● **Consigne a**
Repérez dans la liste chaque ligne contenant la chaîne « worker », puis recopiez-la. La casse compte.

● **Extrait fourni**
-------
On ne sait pas vraiment si on peut parler de miel cette semaine… Le Christ couronné d’épines est l’affiche du film de Mel Gibson, La passion du Christ. La violence des tortures, les gros plans sur Jésus qui suffoque, et la haine des soldats qui l’entourent rendent cette scène particulièrement difficile à regarder.
Pendant les 7 dimanches qui précèdent la fête de Pâques, nous vous proposons de suivre la Passion du Christ pas à pas dans l’évangile selon saint Matthieu.
Après avoir été condamné à mort par Ponce Pilate, Jésus est préparé pour la crucifixion par les soldats romains.
Alors les soldats du gouverneur, prenant avec eux Jésus dans le prétoire, rassemblèrent contre lui la cohorte entière
et l’ayant déshabillé, l’enveloppèrent d’une chlamyde* écarlate
et ayant tressé une couronne avec des épines, la posèrent sur sa tête et un roseau dans sa main droite
et faisant des génuflexions** devant lui se moquèrent de lui disant :
— Salut roi des Juifs !
Et lui crachant dessus ils prirent le roseau et l’en frappaient à la tête
et lorsqu’ils se furent moqués de lui, ils le déshabillèrent de la chlamyde et l’habillèrent de ses vêtements et ils l’emmenèrent pour le crucifier.
Chapitre 27 de l’évangile selon saint Matthieu dans le Nouveau Testament. Traduction BEST 0.1.
* Une chlamyde est un manteau d’une seule pièce sans couture.
** La génuflexion est littéralement l’action de se mettre à genoux en signe de respect. Ici ce geste est tourné en dérision.
Fra Angelico, Christ aux outrages avec la Vierge et saint Dominique (fresque murale, 1438), Cellule 7 du couvent San Marco, Museo di San Marco, Florence, Italie.
L’innocence de la victime : le sacrifice comme mensonge
René Girard, est l’un des penseurs français les plus influents du vingtième siècle. Membre de l’Académie française, il a longtemps été professeur à l’université de Stanford où il est décédé en 2015 à 91 ans.
Selon René Girard, pour la première fois dans l’histoire, l’événement de la passion met à nu le mécanisme de la violence sociale et son engrenage inéluctable : le condamné est à la fois détesté comme cause du mal et honoré comme délivrant la communauté par son exclusion.
Aussi cette victime revêt-elle souvent la figure du roi, personne sacrée, avec toutes les ambivalences du terme : à la fois vénérée et redoutée L’exemple du couronnement d’épines en est l’illustration typique. On assiste à la désignation d’un roi, mais au cours d’un processus totalement contraire de dévoilement :
Vêtu d’un manteau dont la couleur dit l’autorité royale – mais d’abord déshabillé,
couronné – mais d’épines,
doté d’un sceptre – mais qui va servir à le frapper,
désigné roi et recevant les génuflexions que ce rang impose – mais entre ricanements et crachats.
Édouard Manet, Jésus insulté par les soldats (huile sur toile, 1864-65), Art Institute of Chicago, États-Unis
Derrière ce jeu social cruel, c’est le phénomène du bouc émissaire qui est dévoilé : victime expiatoire focalisant toutes les petites ou grandes détestations interpersonnelles en une seule vague de haine concentrée sur sa personne. C’est un phénomène spirituel où l’irrationalité s’empare de la foule, où toute une communauté se réconcilie par le meurtre d’une victime fantasmée et honnie. La Passion du Christ est ainsi pour Girard l’archétype du mécanisme de la violence qui se retrouve à toutes les époques de l’humanité.
-------
● **Données à exploiter**
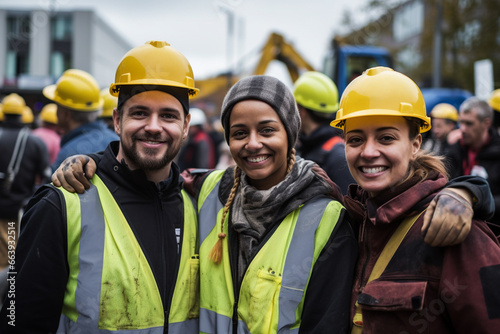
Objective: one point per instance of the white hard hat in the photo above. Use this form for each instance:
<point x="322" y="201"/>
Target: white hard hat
<point x="197" y="116"/>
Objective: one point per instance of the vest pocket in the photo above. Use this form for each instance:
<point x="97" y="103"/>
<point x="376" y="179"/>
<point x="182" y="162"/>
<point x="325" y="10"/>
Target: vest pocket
<point x="264" y="297"/>
<point x="194" y="287"/>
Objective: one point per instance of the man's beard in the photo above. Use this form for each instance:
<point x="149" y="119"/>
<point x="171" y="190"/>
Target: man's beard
<point x="149" y="162"/>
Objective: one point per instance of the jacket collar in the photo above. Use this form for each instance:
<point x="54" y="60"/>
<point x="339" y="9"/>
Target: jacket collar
<point x="394" y="204"/>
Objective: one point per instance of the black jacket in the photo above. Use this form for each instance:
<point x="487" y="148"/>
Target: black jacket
<point x="488" y="158"/>
<point x="153" y="212"/>
<point x="332" y="161"/>
<point x="34" y="168"/>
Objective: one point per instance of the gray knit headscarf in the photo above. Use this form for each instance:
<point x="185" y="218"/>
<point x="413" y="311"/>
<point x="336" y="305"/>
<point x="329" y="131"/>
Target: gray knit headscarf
<point x="271" y="91"/>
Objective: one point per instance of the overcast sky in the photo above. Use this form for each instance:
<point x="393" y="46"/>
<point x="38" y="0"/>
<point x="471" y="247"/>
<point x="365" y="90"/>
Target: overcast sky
<point x="199" y="28"/>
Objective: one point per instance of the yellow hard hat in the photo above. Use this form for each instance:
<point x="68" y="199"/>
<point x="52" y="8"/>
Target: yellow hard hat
<point x="75" y="89"/>
<point x="494" y="100"/>
<point x="445" y="111"/>
<point x="27" y="115"/>
<point x="13" y="104"/>
<point x="385" y="92"/>
<point x="49" y="113"/>
<point x="154" y="63"/>
<point x="110" y="102"/>
<point x="316" y="91"/>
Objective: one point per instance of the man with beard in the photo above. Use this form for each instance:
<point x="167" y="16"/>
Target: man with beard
<point x="122" y="256"/>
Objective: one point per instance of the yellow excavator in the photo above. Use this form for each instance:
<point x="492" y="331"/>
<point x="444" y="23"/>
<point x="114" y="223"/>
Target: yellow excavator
<point x="213" y="90"/>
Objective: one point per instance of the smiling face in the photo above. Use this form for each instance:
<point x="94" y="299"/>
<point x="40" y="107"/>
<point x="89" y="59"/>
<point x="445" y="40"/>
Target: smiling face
<point x="151" y="127"/>
<point x="441" y="127"/>
<point x="379" y="151"/>
<point x="258" y="143"/>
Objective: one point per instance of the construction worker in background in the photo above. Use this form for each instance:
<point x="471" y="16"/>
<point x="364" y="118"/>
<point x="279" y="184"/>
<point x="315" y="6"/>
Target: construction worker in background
<point x="478" y="151"/>
<point x="79" y="104"/>
<point x="27" y="117"/>
<point x="444" y="119"/>
<point x="198" y="151"/>
<point x="48" y="130"/>
<point x="317" y="100"/>
<point x="121" y="257"/>
<point x="494" y="102"/>
<point x="23" y="166"/>
<point x="110" y="103"/>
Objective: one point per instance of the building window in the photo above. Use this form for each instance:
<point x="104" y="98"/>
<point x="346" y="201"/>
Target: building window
<point x="18" y="26"/>
<point x="59" y="62"/>
<point x="61" y="43"/>
<point x="61" y="28"/>
<point x="17" y="56"/>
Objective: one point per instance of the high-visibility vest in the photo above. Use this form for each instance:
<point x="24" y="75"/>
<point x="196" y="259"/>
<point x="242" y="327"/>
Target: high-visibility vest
<point x="272" y="292"/>
<point x="111" y="286"/>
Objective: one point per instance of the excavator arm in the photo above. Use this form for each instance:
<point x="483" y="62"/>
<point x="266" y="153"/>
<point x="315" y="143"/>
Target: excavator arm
<point x="214" y="89"/>
<point x="277" y="48"/>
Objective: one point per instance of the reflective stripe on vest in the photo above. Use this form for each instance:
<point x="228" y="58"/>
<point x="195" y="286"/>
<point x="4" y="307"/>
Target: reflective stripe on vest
<point x="272" y="292"/>
<point x="111" y="286"/>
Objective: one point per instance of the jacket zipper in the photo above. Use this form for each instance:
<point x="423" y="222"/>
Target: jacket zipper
<point x="164" y="232"/>
<point x="233" y="261"/>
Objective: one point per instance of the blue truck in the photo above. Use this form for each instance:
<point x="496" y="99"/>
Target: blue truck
<point x="343" y="63"/>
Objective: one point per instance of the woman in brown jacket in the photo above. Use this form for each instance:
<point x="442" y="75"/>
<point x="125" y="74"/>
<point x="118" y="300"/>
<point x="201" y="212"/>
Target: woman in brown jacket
<point x="402" y="284"/>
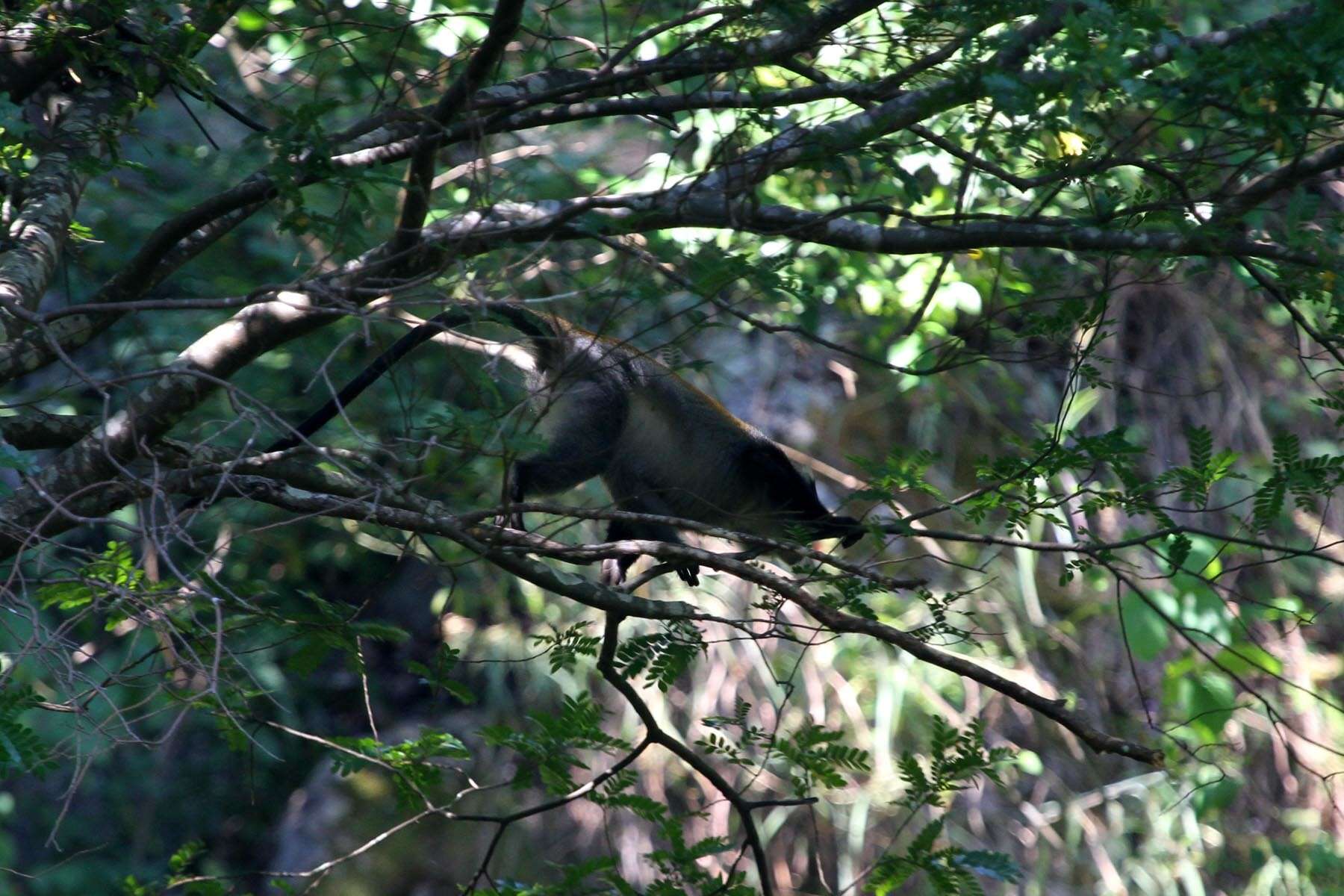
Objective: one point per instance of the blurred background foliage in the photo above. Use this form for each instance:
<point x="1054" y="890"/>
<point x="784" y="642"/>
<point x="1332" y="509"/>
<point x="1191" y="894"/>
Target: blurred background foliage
<point x="349" y="622"/>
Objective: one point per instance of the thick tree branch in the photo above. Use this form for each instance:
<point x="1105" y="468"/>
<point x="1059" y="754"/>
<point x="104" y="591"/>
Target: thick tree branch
<point x="420" y="178"/>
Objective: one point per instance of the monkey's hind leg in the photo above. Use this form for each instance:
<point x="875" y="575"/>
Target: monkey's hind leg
<point x="582" y="445"/>
<point x="616" y="568"/>
<point x="635" y="496"/>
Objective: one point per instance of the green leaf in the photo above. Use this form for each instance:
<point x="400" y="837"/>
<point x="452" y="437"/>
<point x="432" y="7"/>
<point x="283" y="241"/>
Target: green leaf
<point x="1145" y="632"/>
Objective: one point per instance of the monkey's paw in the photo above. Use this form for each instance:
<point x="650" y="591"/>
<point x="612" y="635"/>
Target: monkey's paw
<point x="511" y="521"/>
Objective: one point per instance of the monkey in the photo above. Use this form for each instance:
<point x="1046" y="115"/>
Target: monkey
<point x="660" y="445"/>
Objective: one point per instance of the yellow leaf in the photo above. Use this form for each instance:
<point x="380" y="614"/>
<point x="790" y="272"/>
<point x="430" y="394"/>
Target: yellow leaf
<point x="1071" y="144"/>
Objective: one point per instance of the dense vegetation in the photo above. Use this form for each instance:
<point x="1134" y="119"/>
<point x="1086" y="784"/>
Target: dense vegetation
<point x="1046" y="293"/>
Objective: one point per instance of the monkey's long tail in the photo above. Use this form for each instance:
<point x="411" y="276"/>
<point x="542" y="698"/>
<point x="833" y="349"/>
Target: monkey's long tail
<point x="538" y="328"/>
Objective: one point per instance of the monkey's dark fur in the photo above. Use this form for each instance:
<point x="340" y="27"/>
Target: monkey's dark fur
<point x="660" y="445"/>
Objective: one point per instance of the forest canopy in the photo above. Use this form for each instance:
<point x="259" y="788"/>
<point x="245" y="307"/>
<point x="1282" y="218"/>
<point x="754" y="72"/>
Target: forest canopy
<point x="1046" y="296"/>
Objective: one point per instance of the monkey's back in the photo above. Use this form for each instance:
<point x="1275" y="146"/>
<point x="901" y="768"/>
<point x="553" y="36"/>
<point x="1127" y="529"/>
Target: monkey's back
<point x="678" y="449"/>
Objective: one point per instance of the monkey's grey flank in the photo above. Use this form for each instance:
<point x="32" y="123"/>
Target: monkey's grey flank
<point x="660" y="445"/>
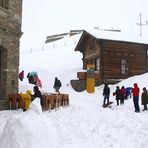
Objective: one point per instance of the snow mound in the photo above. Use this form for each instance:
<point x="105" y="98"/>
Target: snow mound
<point x="29" y="129"/>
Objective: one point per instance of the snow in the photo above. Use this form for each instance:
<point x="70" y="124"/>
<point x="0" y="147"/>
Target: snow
<point x="82" y="124"/>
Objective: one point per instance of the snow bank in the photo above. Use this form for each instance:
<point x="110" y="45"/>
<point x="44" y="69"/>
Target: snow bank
<point x="30" y="129"/>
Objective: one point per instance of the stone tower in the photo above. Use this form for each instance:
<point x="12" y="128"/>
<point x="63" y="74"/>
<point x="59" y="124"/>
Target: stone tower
<point x="10" y="33"/>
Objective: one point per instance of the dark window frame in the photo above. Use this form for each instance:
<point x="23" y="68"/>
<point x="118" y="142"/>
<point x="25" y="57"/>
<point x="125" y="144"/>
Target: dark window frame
<point x="124" y="66"/>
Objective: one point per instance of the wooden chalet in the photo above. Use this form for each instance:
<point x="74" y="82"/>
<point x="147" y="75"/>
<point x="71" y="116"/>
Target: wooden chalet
<point x="114" y="57"/>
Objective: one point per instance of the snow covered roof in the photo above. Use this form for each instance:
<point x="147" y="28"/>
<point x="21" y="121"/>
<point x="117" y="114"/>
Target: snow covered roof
<point x="118" y="36"/>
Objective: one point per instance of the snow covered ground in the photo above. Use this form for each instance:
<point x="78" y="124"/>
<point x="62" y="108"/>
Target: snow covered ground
<point x="84" y="123"/>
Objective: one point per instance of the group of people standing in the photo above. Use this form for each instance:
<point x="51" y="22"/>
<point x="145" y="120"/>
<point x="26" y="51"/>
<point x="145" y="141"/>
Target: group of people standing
<point x="123" y="93"/>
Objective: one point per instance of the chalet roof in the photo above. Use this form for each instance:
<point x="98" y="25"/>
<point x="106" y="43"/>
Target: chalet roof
<point x="114" y="35"/>
<point x="118" y="36"/>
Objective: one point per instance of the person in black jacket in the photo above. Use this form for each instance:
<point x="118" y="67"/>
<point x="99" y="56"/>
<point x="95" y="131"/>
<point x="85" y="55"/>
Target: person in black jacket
<point x="57" y="85"/>
<point x="37" y="94"/>
<point x="117" y="94"/>
<point x="106" y="93"/>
-------
● **Consigne b**
Dans l'extrait sur le couronnement d'épines, relevez toutes les restrictions introduites par « mais » après un tiret dans l'énumération qui décrit la désignation du roi.

● **Corrigé a**
Objective: one point per instance of the construction worker in background in the photo above. Use this form for each instance:
Target: construction worker in background

● **Corrigé b**
- d'abord déshabillé
- d'épines
- qui va servir à le frapper
- entre ricanements et crachats